Extract to read:
%%
The scourge of deindustrialisation in the 1970s and 1980s and the implementation of the European Structural Funds (including the European Social Fund made) the commercial industry in Britain redundant. The contracts went instead to countries in Europe which subsidised their shipbuilding with the help of these structural funds.

Globalisation and the expansion of major shipbuilding capabilities in the emerging economies of South Korea, China and India excluded large scale shipbuilding – high tonnage cargo vessels, cruise liners, oil tankers – from Britain. Even the naval defence sector began to suffer a sustained period of instability as Britain's Defence Industrial Strategy fell by the wayside, and naval procurement seemed to fall into chaos.

Uncertainties surrounding the lack of fit-for-purpose equipment have plagued workers, the industry and naval defence sectors alike. Now there is a chance to restore the industry to its once unassailable position as the jewel in the crown of British industry. Within our threatened manufacturing industry, shipbuilding is a showcase of excellence in technological advance. It is, moreover, essential to have it soundly-based and enhanced as a guarantee of sovereignty.


A highly skilled shipbuilding workforce still exists and it is this body of workers that we must secure and enhance. The industry employs around 25,000 people directly – with a further 30,000 in the supply chain and providing other services to the industry.

It is an industry that has not neglected its responsibilities to train and develop apprentice schemes, and their high levels of skills are renowned worldwide. BAE Systems on the Clyde has trained on average 95 apprentices per year since 2003. Apprentices appeared at the forefront of the trade union “No to separatism – for working class unity” campaign (see Workers, October issue).

Arguing for a greater recognition of these skills and their retention, and for pay and conditions to match – as well as securing and enhancing their industry – is a task that these workers have now taken on in a more urgent way. Unions that represent them have launched campaigns to pursue these aims.
%%
Record excerpts:
%%
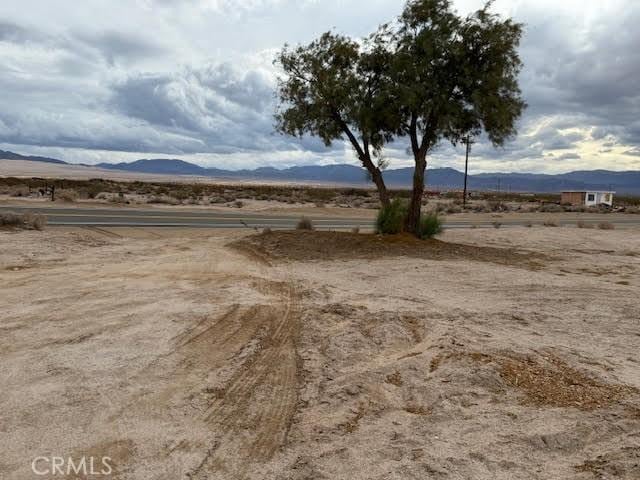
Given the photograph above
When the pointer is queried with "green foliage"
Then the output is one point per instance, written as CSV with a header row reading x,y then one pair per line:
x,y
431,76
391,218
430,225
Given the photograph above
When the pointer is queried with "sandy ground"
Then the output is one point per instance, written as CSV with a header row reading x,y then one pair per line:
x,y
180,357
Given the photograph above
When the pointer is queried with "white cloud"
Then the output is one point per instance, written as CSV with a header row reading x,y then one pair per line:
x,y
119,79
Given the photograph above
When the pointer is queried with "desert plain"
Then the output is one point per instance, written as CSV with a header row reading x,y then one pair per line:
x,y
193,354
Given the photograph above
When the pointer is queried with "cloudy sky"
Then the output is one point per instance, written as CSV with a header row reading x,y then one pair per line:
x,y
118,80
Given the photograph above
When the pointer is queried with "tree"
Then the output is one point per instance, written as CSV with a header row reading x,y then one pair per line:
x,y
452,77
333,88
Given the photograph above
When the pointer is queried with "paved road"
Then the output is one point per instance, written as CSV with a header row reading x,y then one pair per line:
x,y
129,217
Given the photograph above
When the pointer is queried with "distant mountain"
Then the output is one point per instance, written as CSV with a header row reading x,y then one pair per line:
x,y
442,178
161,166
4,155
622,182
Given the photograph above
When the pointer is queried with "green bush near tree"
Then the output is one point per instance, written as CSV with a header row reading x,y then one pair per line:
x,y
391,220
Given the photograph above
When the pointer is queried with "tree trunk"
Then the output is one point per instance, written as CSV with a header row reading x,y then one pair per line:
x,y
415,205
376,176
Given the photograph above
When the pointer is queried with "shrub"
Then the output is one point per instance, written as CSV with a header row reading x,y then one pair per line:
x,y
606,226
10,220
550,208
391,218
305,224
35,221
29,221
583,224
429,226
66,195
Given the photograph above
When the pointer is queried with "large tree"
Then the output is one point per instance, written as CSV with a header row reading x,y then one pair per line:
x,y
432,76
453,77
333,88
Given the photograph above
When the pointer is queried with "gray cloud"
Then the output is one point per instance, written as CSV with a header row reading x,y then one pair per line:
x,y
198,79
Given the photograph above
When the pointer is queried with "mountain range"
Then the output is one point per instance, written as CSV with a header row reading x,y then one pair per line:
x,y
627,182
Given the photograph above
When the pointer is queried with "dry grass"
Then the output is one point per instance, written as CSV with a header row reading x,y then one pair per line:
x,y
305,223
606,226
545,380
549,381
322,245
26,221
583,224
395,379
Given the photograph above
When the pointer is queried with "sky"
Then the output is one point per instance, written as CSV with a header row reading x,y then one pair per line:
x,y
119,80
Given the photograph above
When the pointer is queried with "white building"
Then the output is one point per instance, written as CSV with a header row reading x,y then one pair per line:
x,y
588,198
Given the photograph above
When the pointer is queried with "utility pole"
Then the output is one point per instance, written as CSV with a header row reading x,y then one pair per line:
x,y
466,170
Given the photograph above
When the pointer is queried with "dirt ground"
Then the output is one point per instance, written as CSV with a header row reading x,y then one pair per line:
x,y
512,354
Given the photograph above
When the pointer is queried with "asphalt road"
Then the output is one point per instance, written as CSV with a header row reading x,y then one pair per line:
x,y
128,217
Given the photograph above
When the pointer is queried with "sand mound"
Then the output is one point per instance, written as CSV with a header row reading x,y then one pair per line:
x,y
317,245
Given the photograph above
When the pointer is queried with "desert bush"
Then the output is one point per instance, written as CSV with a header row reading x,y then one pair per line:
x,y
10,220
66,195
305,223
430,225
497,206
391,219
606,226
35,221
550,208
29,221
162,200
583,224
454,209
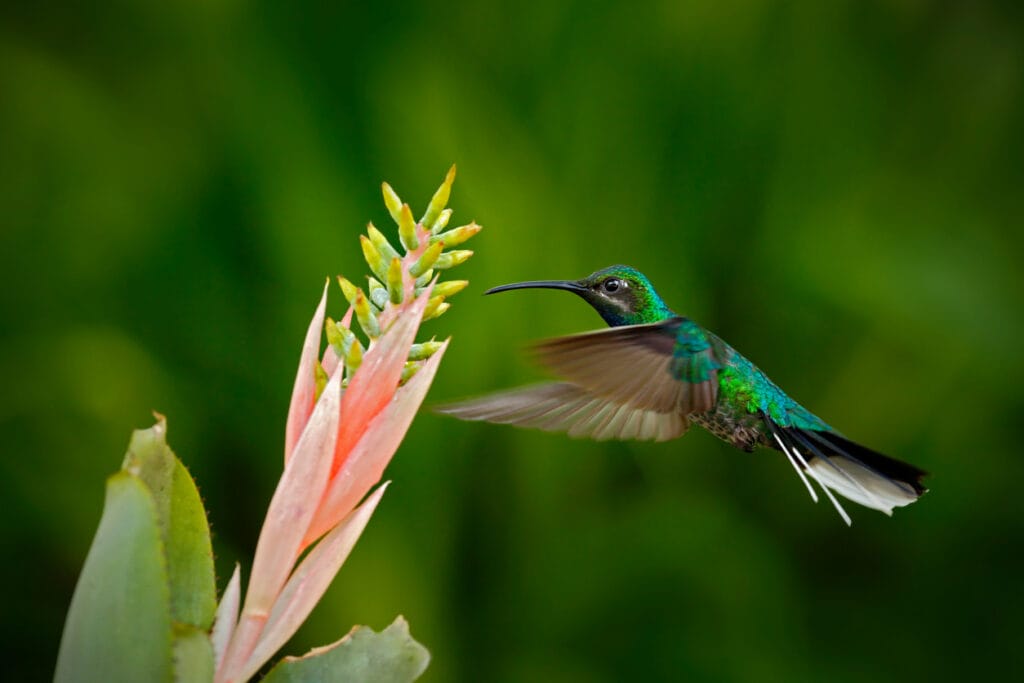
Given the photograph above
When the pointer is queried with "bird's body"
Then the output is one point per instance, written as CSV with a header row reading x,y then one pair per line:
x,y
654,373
%%
%%
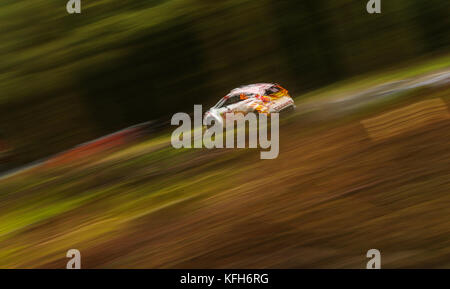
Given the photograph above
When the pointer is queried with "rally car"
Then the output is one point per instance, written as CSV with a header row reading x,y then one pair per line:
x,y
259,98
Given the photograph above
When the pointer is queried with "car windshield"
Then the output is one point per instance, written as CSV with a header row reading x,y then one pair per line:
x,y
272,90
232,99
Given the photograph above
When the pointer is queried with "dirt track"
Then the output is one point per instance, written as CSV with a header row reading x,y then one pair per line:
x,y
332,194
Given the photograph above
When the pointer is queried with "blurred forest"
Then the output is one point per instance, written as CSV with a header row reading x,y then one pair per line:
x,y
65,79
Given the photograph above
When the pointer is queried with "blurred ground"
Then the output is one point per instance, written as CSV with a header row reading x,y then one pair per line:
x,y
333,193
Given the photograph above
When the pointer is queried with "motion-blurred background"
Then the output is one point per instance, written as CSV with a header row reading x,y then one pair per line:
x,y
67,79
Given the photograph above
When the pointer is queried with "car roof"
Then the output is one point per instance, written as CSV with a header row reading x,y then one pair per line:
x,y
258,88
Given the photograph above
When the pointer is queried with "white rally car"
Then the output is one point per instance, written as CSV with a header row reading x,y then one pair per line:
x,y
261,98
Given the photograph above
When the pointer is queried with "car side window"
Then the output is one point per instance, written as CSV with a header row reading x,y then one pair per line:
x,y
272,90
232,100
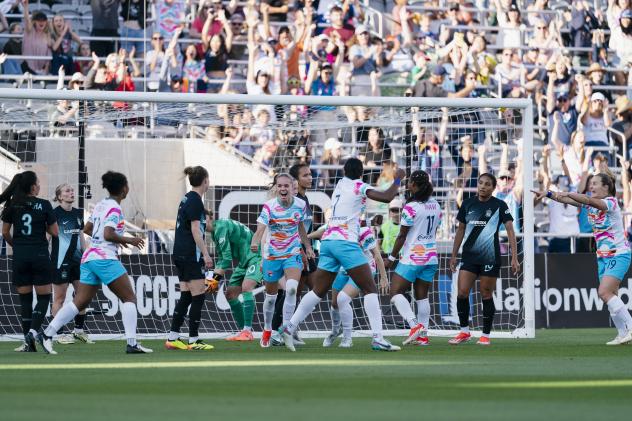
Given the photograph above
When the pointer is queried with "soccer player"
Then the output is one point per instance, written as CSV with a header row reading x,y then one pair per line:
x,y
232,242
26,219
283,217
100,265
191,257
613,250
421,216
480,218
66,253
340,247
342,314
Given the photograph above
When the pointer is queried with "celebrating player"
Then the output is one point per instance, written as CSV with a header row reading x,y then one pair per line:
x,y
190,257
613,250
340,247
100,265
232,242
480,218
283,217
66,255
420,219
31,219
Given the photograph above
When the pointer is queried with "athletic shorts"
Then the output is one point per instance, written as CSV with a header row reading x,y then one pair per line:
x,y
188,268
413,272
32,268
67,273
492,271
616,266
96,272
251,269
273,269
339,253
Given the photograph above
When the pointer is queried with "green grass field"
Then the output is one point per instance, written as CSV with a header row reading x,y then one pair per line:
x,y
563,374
%%
Requirement:
Decide whether each statement below agrees with the text on British shipbuilding. Answer yes or no for each, quoting the deciding words of the text.
1. The shipbuilding industry directly employs around 25,000 people.
2. BAE Systems on the Clyde has trained an average of 150 apprentices per year since 2003.
3. The growth of shipbuilding in South Korea, China and India brought large scale shipbuilding to Britain.

Output for this task:
1. Yes: "The industry employs around 25,000 people directly"
2. No: "BAE Systems on the Clyde has trained on average 95 apprentices per year since 2003"
3. No: "excluded large scale shipbuilding – high tonnage cargo vessels, cruise liners, oil tankers – from Britain"